**Questions to answer**.
1 > Answer these questions from the health savings account text.
(a) On how many hospital and clinic procedures does the transparency system installed by Humana and the Business Health Care Group show net prices?
(b) How many health savings accounts were in place by January 2007?
(c) Under which act did President Bush approve the creation of the HSA, and when did it take effect?
2 > Update the health savings account text, starting with "Tied to a high-deductible" and going on through "is being provided.", so that "high-deductible health plan" becomes "high-deductible insurance plan".

**Provided passage**.
______________________________
IT HAS TO BE THE DEFAULT SETTING:
UAW should take a tip from Bucyrus workers (John Torinus, May 19, 2007, Milwaukee Journal Sentinel)
Ron Gettelfinger, president of the United Auto Workers, could make the spun-off Chrysler Corp. successful, at no disadvantage to his members. [...]He could see the transparency system installed by Humana and the Business Health Care Group in Milwaukee, which shows net prices on three dozen hospital and clinic procedures.
He could take the temperature of employees in consumer-driven plans, and he would find out that they are satisfied - even happy - to be back in control of their health care decisions. They also have to be happy to be working at companies where profits are possible, and jobs relatively secure, because health costs are not dragging companies into the hands of buyout firms or oblivion.
The learning in the private sector over the last five years is that it's the economic structure of health care that's the problem - and that it can be fixed.
The stampede to creating a marketplace is on. By January 2007, there were 4.2 million health savings accounts in place, up 40% from 2006.
That introduction of incentives and consumerism, coupled with the bright spotlight of transparency, bring about the wonderful self-correcting disciplines of a marketplace.
In health care, there are only two possible solutions: government regulation with its price controls or the marketplace.
Education is crucial to success of HSAs (ANDI ATWATER, 5/20/07, The Wichita Eagle)
Health Savings Accounts aren't quite as popular among employers -- and employees -- as anticipated, but many are optimistic that the tax-free savings vehicle for medical expenses will soon catch on.President Bush approved the creation of the much-touted HSA in his Medicare Prescription Drug, Improvement, and Modernization Act effective Jan. 1, 2004.
But today, only an estimated 8 million employees are enrolled in HSAs -- roughly 3 percent of America's insured.
HSAs were part of an answer to rising health care costs, thought to widely appeal to employers because of their inherent cost savings and to employees by creating a savings account they own that can travel from job to job and, among other tax advantages, be passed on to heirs.
Tied to a high-deductible health plan, HSAs were hoped to be a bridge to consumer-driven health care, giving unprecedented control to employees over how they spends their health care dollars, thus bringing awareness of the cost of medical care into the public consciousness.
The key to making choice work in the health care marketplace is not leaving the choice of whether to be in an HSA up to those to whom health care coverage is being provided.
______________________________
**Dataset entries**.
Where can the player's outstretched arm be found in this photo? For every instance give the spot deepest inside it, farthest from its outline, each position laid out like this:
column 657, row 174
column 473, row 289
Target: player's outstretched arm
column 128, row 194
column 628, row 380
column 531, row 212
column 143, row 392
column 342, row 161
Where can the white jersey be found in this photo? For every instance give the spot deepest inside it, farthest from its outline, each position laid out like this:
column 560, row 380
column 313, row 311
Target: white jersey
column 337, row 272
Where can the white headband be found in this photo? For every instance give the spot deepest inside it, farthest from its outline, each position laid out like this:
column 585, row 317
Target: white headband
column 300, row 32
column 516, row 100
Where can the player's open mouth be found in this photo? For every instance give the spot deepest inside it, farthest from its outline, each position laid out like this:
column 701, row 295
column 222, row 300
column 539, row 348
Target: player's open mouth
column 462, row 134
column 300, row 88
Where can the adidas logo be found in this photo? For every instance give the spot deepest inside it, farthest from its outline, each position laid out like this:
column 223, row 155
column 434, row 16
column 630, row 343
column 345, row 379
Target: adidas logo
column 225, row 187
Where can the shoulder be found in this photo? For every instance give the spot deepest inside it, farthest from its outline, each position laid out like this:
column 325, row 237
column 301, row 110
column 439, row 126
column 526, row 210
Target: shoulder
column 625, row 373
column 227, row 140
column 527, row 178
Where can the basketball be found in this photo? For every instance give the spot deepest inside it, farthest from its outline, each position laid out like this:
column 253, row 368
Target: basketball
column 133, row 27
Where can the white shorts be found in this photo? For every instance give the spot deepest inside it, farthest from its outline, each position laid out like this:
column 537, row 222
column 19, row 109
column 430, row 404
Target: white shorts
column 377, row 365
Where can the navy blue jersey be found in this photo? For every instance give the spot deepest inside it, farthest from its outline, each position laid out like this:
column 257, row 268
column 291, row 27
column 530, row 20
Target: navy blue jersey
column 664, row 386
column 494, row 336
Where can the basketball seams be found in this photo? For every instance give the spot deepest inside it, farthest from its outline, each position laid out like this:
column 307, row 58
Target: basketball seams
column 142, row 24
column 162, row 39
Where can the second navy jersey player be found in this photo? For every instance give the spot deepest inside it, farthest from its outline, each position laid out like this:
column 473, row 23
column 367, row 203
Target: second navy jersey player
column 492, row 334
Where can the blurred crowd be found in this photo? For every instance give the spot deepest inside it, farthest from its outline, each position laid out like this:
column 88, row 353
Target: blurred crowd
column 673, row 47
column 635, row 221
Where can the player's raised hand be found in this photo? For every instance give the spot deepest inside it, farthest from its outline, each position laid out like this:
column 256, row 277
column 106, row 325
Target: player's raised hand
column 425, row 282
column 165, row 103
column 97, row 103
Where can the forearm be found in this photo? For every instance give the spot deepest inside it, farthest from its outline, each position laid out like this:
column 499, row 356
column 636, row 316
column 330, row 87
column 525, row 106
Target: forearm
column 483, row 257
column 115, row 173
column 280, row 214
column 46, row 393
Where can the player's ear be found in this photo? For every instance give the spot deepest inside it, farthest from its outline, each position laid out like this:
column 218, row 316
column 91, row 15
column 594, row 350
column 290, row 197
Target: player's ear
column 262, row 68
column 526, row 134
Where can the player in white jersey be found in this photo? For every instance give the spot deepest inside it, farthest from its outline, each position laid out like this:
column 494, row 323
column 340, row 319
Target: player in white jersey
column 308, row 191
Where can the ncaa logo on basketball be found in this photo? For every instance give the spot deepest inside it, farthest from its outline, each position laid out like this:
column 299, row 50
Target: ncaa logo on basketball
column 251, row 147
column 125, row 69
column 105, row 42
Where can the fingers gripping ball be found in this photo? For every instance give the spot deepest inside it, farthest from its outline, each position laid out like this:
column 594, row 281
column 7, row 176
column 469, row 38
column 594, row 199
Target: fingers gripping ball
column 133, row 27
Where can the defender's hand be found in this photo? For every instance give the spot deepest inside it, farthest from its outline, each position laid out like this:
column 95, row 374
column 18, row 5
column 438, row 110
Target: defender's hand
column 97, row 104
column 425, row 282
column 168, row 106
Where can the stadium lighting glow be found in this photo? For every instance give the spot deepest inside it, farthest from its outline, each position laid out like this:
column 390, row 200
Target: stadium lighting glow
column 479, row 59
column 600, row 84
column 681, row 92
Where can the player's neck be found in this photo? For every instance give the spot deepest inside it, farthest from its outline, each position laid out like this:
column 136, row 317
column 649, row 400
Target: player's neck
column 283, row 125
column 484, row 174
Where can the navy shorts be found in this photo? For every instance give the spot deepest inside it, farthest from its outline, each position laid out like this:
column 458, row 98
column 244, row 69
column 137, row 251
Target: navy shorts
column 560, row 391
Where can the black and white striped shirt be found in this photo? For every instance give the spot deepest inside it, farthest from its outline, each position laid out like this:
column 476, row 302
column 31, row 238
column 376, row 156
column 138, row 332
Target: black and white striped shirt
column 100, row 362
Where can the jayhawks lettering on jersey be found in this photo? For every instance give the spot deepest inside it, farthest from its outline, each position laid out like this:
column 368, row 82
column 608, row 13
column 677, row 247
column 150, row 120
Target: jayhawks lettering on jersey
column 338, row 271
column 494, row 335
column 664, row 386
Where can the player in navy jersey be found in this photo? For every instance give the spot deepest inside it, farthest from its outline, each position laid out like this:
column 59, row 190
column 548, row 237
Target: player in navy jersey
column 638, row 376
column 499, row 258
______________________________
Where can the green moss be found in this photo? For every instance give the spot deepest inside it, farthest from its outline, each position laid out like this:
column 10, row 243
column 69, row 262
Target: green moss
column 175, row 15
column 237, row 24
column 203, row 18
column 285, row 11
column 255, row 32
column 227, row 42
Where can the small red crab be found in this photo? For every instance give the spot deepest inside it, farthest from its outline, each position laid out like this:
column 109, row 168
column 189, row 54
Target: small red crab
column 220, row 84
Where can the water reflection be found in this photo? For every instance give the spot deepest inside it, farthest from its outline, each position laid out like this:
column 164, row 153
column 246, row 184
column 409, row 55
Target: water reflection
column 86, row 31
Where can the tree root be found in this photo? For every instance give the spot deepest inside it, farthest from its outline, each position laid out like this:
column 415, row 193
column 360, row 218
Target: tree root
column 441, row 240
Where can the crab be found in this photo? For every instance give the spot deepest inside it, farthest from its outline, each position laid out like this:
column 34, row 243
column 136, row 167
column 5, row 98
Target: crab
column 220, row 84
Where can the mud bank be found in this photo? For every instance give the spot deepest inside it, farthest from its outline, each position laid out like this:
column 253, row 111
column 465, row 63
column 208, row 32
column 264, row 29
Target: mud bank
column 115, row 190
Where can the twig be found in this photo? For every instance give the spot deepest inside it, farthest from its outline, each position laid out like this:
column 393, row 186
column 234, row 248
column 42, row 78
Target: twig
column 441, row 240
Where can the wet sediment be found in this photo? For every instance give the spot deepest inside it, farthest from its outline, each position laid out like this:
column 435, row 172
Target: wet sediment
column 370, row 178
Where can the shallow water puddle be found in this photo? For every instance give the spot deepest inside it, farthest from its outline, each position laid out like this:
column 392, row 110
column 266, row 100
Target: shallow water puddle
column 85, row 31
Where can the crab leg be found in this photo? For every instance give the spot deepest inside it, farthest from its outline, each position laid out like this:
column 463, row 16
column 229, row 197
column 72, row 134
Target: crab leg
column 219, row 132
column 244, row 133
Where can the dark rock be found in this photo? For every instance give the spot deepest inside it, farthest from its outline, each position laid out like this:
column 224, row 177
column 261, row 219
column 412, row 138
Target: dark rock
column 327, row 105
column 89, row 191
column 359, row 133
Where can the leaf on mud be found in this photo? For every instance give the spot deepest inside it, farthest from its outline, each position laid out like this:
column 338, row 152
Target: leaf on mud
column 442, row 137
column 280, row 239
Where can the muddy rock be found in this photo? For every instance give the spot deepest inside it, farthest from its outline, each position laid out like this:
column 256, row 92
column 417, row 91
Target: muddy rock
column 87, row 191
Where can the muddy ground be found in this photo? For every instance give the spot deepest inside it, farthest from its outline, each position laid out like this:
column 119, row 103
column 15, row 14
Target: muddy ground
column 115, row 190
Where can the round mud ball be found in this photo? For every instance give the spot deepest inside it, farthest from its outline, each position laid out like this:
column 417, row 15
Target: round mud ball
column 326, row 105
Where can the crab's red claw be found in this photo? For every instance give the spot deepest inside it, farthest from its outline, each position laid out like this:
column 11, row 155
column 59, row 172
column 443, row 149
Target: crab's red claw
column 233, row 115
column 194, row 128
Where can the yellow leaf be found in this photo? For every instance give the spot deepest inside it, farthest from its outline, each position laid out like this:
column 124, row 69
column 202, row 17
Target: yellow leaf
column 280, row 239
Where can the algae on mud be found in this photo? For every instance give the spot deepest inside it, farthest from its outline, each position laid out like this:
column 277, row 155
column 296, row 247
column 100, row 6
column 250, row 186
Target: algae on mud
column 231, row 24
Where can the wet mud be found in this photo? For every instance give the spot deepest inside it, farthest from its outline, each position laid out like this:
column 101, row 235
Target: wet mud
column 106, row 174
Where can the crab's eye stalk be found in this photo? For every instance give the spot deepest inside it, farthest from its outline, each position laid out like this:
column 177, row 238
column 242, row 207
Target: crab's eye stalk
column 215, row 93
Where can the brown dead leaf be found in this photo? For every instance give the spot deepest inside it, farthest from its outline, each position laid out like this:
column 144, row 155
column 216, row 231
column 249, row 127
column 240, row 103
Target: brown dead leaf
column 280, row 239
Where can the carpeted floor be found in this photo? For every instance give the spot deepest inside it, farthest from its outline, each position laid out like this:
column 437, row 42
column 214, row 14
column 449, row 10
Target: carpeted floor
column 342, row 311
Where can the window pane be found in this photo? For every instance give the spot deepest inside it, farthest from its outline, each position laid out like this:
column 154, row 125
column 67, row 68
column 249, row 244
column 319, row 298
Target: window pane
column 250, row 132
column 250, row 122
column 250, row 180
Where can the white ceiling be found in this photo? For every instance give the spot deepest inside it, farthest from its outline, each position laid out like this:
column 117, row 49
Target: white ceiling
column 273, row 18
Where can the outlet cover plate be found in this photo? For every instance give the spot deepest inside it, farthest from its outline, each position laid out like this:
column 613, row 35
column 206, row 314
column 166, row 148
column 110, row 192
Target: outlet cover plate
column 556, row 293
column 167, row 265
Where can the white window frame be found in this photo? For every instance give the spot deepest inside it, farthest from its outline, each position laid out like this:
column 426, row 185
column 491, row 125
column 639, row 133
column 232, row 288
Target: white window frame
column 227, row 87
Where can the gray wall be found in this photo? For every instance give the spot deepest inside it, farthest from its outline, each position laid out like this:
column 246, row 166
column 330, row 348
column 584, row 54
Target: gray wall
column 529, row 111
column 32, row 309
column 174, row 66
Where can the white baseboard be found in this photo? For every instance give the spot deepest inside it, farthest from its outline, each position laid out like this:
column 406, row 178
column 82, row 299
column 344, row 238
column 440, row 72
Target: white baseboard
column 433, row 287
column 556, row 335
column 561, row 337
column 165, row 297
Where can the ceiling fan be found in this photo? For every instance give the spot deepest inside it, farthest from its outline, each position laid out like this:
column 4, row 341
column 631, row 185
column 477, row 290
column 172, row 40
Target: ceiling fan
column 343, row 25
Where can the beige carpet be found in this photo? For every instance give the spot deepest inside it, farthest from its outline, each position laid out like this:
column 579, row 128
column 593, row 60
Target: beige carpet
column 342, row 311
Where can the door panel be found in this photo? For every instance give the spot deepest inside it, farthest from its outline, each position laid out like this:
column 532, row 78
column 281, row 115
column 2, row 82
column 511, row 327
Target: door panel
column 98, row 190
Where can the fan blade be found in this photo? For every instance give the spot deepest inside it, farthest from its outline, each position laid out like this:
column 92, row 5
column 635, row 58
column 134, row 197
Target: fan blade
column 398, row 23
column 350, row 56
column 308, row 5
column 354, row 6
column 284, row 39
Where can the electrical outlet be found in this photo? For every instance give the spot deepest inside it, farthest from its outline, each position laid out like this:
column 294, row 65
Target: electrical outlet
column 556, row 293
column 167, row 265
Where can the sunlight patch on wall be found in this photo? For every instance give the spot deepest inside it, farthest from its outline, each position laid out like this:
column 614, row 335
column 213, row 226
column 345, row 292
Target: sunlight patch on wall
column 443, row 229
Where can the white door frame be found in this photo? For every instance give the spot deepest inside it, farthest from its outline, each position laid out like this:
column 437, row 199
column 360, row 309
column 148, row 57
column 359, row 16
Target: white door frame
______________________________
**Solutions to the tasks**.
1 >
(a) Three dozen.
(b) 4.2 million.
(c) The Medicare Prescription Drug, Improvement, and Modernization Act, effective Jan. 1, 2004.

2 >
Tied to a high-deductible insurance plan, HSAs were hoped to be a bridge to consumer-driven health care, giving unprecedented control to employees over how they spends their health care dollars, thus bringing awareness of the cost of medical care into the public consciousness.
The key to making choice work in the health care marketplace is not leaving the choice of whether to be in an HSA up to those to whom health care coverage is being provided.